- TEXT SHOWN -
# 457 Visa Approved without Police Checks



## howdidoo (Feb 24, 2014)

Hi Guys,
Very new to the forum.. Looking forward.

Wanted to share my experience..
We lodged our 457 Visa on 03/April/2014 and already got it approved on 29/April without any Police clearance certificate requests from the Case Officer. She waived it.
Is this normal? I am impressed at the speed of the application too since I have read it usually takes 8-10 weeks for this whole process.

Looking forward to a new life in Sydney by next month.


----------



## jre05 (Feb 16, 2013)

howdidoo said:


> Hi Guys,
> Very new to the forum.. Looking forward.
> 
> Wanted to share my experience..
> ...


457 took only 7 days for me to get it! However, I didn't personally apply but my MNC employer upon sponsorship from the Australian Branch of the MNC.

Hence no surprise!

As 457 is sponsorship/work permit, responsibilities are more at organization that sponsors you, while 189/190 PRs /489 TRs are personal, there are police checks.

Not sure if that rightly answers your question. All the best.


----------



## howdidoo (Feb 24, 2014)

jre05 said:


> 457 took only 7 days for me to get it! However, I didn't personally apply but my MNC employer upon sponsorship from the Australian Branch of the MNC.
> 
> Hence no surprise!
> 
> ...


Ohk.. makes sense now.. Actually our agent had scared us by the long timeline he gave.. Maybe he was just being cautious.. 

Anyway, ours is slightly different too.. We do not have a company in Australia, so we have applied for Sponsorship and Nomination for our Singapore office to setup a branch there later. And I have applied my 457 Visa from here in Singapore without any existing operation there.


----------



## Redtape (Jun 25, 2013)

howdidoo said:


> Hi Guys,
> Very new to the forum.. Looking forward.
> 
> Wanted to share my experience..
> ...


7 days is pretty quick. You are not required to provide any overseas police checks whereas AFP clearance is required before you start your work in Australia. I've applied for myself once I reached in Aus but it would be quick.

Hope this helps.


----------



## howdidoo (Feb 24, 2014)

Redtape said:


> 7 days is pretty quick. You are not required to provide any overseas police checks whereas AFP clearance is required before you start your work in Australia. I've applied for myself once I reached in Aus but it would be quick.
> 
> Hope this helps.


Oh.. I was not aware of AFP clearance, maybe our Agent is going to inform during our closing meet this week when he will give us our Visa papers and final instructions.
But, I am going to work for myself, as in not reporting anywhere but starting my own office.. Would that still be requested since I wont have any Employer demanding it.


----------



## Redtape (Jun 25, 2013)

howdidoo said:


> Oh.. I was not aware of AFP clearance, maybe our Agent is going to inform during our closing meet this week when he will give us our Visa papers and final instructions.
> But, I am going to work for myself, as in not reporting anywhere but starting my own office.. Would that still be requested since I wont have any Employer demanding it.

- SET OF TASKS -
A) Reproduce everything in the 457 visa forum thread from "Ohk.. makes sense" down to "existing operation there.".
B) According to the 457 visa forum thread, from which country did howdidoo apply for the 457 visa?
C) Write the next part of the 457 visa forum thread, picking up after its final line.

- RECORDED INFORMATION -

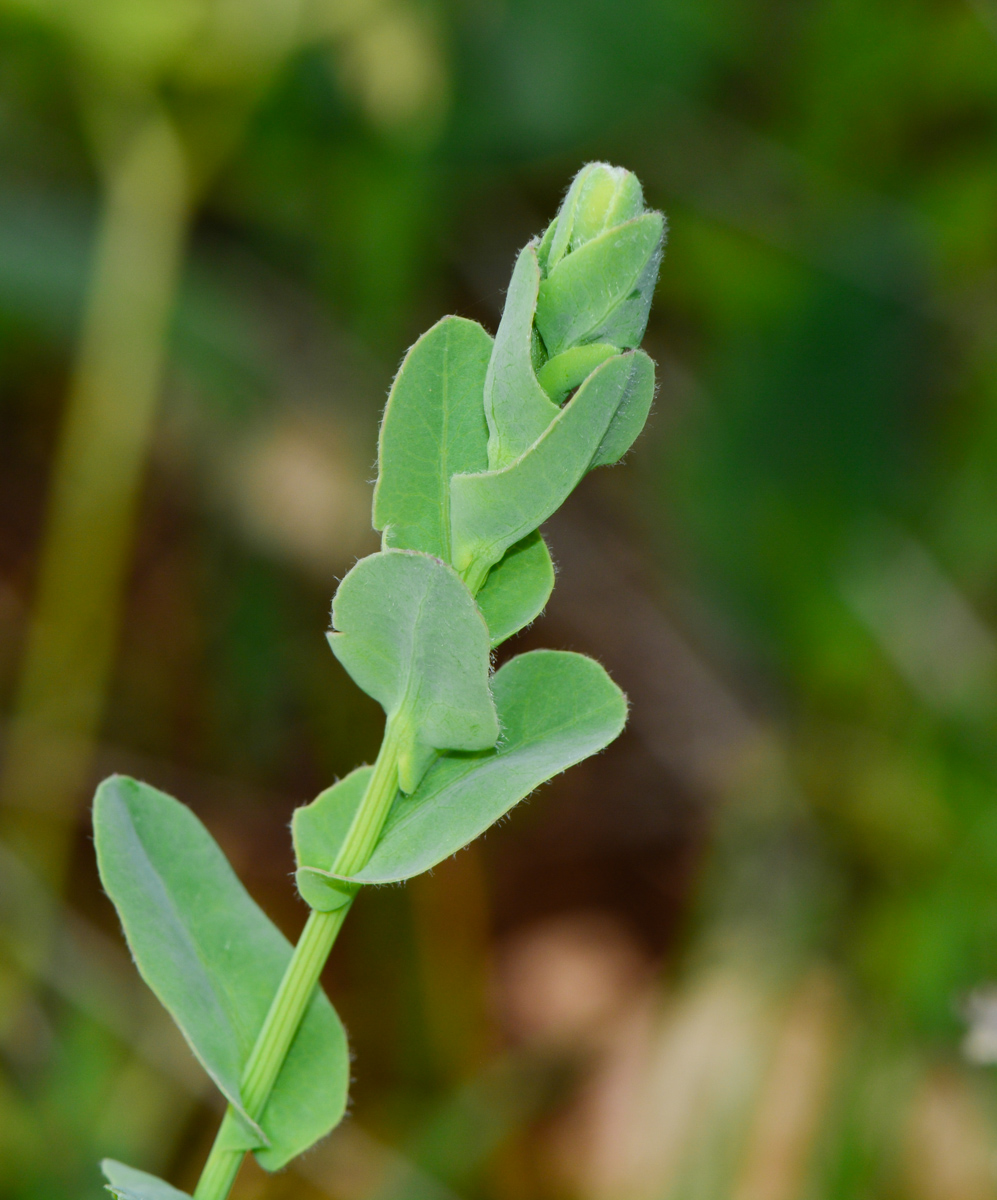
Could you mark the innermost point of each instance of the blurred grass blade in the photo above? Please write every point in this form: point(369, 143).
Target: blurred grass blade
point(94, 495)
point(127, 1183)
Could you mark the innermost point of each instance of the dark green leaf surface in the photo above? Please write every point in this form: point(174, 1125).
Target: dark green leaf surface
point(127, 1183)
point(493, 510)
point(432, 429)
point(556, 708)
point(516, 407)
point(410, 635)
point(517, 588)
point(215, 960)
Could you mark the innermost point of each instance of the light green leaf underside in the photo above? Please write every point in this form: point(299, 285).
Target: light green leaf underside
point(127, 1183)
point(602, 291)
point(562, 375)
point(409, 634)
point(214, 959)
point(517, 588)
point(556, 709)
point(433, 427)
point(318, 831)
point(493, 510)
point(516, 407)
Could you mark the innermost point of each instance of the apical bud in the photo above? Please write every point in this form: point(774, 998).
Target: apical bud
point(600, 258)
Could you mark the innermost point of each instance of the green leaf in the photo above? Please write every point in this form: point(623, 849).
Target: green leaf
point(562, 375)
point(517, 588)
point(214, 959)
point(556, 708)
point(127, 1183)
point(318, 831)
point(409, 634)
point(602, 291)
point(516, 407)
point(433, 427)
point(493, 510)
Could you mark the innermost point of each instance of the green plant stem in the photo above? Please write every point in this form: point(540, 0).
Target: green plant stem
point(300, 979)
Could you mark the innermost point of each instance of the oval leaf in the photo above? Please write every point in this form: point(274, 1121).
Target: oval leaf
point(409, 634)
point(215, 959)
point(496, 509)
point(602, 291)
point(433, 427)
point(556, 708)
point(517, 588)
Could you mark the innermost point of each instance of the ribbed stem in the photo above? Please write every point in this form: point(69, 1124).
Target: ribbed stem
point(300, 979)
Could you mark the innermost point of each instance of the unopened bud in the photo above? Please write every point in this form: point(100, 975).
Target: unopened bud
point(599, 198)
point(599, 259)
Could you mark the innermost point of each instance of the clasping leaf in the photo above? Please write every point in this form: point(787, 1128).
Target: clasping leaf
point(493, 510)
point(410, 635)
point(214, 959)
point(556, 708)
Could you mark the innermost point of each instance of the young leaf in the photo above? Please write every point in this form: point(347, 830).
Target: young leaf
point(516, 407)
point(433, 427)
point(562, 375)
point(127, 1183)
point(409, 634)
point(517, 588)
point(493, 510)
point(556, 708)
point(215, 960)
point(602, 291)
point(318, 831)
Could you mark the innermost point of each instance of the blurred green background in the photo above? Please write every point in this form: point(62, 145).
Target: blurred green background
point(750, 953)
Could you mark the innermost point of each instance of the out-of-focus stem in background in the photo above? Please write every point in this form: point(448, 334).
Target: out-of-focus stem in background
point(94, 493)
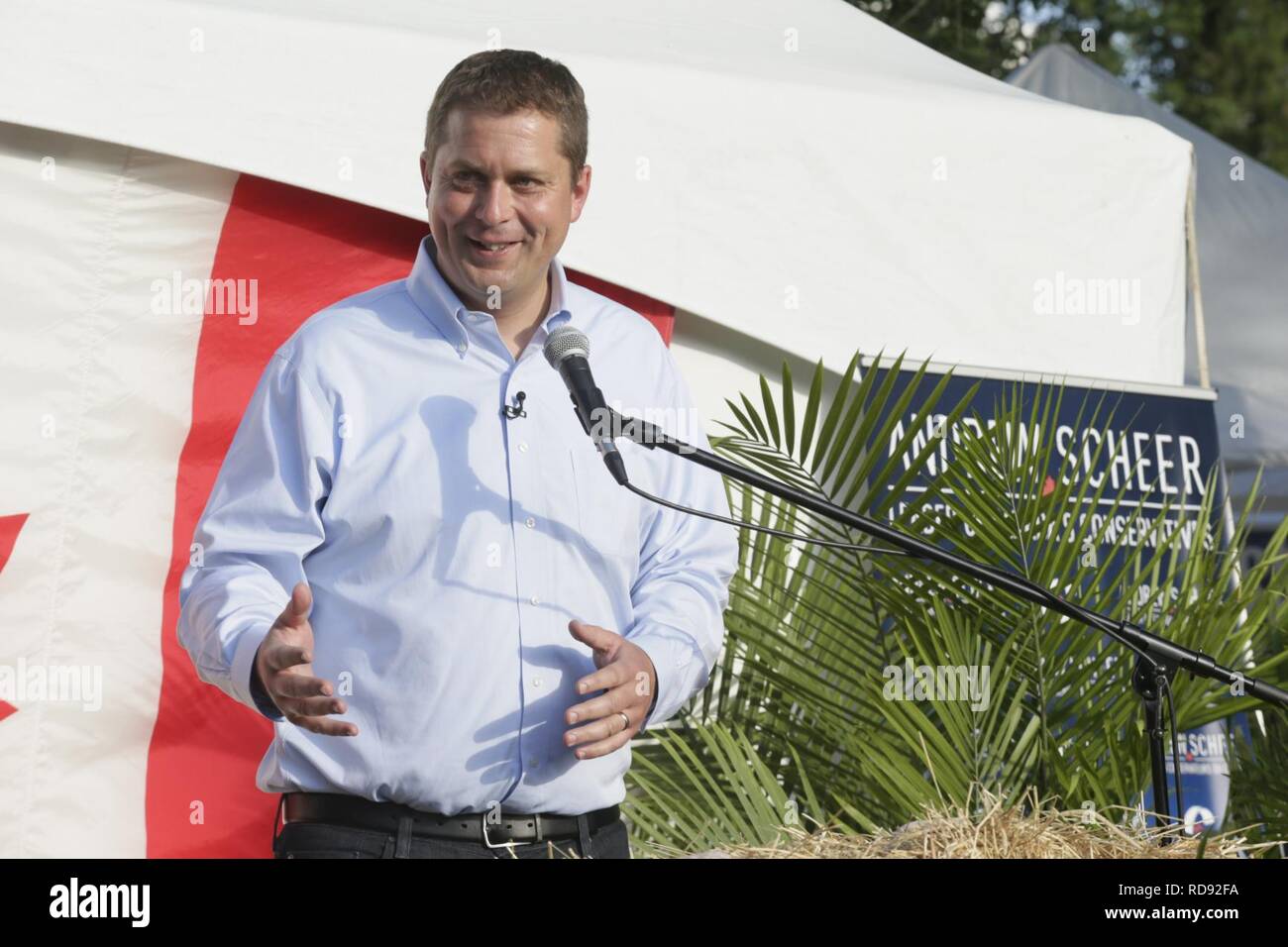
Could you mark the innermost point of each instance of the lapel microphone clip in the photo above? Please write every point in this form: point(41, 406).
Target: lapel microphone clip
point(516, 408)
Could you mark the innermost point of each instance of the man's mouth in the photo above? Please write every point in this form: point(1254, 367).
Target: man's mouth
point(490, 250)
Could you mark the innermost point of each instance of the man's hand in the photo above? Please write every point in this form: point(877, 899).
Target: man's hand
point(629, 680)
point(283, 667)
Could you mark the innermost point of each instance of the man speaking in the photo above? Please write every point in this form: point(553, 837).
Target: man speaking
point(413, 560)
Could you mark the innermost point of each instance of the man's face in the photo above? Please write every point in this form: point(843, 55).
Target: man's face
point(500, 180)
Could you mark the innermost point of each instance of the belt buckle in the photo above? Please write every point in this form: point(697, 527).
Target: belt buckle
point(487, 841)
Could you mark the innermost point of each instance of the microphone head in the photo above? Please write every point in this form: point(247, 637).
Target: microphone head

- THE ANSWERS -
A)
Ohk.. makes sense now.. Actually our agent had scared us by the long timeline he gave.. Maybe he was just being cautious.. 

Anyway, ours is slightly different too.. We do not have a company in Australia, so we have applied for Sponsorship and Nomination for our Singapore office to setup a branch there later. And I have applied my 457 Visa from here in Singapore without any existing operation there.

B) Singapore.

C)
Your job profile looks like meeting different vendors and finalizing their contracts etc. If you are dealing with any sensitive information then you require it that's what I understood from my experience.Others may have a different view.

Cheers!!


----------



## howdidoo (Feb 24, 2014)

Redtape said:


> Your job profile looks like meeting different vendors and finalizing their contracts etc. If you are dealing with any sensitive information then you require it that's what I understood from my experience.Others may have a different view.
> 
> Cheers!!


Its basically Business Development (I think agent had entered Sales and Marketing)


----------



## howdidoo (Feb 24, 2014)

By the way, I saw the Visa letter, it says validity from 29/Apr/2014 to 29/Apr/2015.
So it has been approved for 1 year only? I thought normally they approve it for 4 years?
What happens after Apr/2015? Do we need to go through entire procedure again or is it renewed automatically? (Assuming I stay with same employer)


----------



## pyramid (Apr 3, 2014)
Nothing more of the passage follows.